Complete the following —
1. From the Ben Stivers biography, return the passage starting at "A highlight of" and ending at "(Bee Gees album).", copied word for word.
2. Answer these questions using the Ben Stivers biography.
(a) At what age was Stivers a finalist in the Arnold Bullock National Piano Competition?
(b) In what year did Stivers move to Miami?
(c) What instrument did his mother play professionally?

>> START Document extract

Ben Stivers is an American musician. Stivers records, tours, and collaborates with artists across multiple genres, including jazz, blues, rock, pop, Latin pop, and jazz fusion.  In June 2019 Ben joined Lyle Lovett and His Large Band on their US tour, playing piano and keyboards.

Early life
Stivers was born in Indiana but his family moved to Las Vegas when he was four to pursue musical careers.  His father was the bandleader at UNLV and his mother was a professional violin player.  Stivers was a devoted classical piano student and earned recognition as a finalist in the prestigious Arnold Bullock National Piano Competition at age 16.  While attending Chaparral High School (Paradise, Nevada), he took an interest in jazz fusion bands such as the Yellowjackets and Weather Report that drew him to synthesizers and groove.

Miami
Stivers moved to Miami in 1986 to pursue a degree in Studio Music and Jazz at the University of Miami Frost School of Music under Vince Maggio.

In Miami he worked with numerous high-profile artists such as Gloria Estefan, Ricky Martin, Chayanne, Exposé, Jon Secada, Julio Iglesias, Emilio Estefan, Dan Warner, Matchbox 20 and many others.

A highlight of his Miami years was his collaboration with the Gibb family.  He has toured and collaborated with Barry Gibb since the early 90s and he played piano and keyboards with the Bee Gees. He played on the Bee Gees records This Is Where I Came In and One Night Only (Bee Gees album).

Mallorca 
Stivers moved to Spain in the late 90s to pursue a full-time jazz residency project in Mallorca.

>> END Document extract
>> START Data lines

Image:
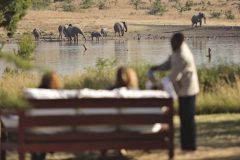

>> END Data lines

Solutions in order —
1.
A highlight of his Miami years was his collaboration with the Gibb family.  He has toured and collaborated with Barry Gibb since the early 90s and he played piano and keyboards with the Bee Gees. He played on the Bee Gees records This Is Where I Came In and One Night Only (Bee Gees album).

2.
(a) 16
(b) 1986
(c) The violin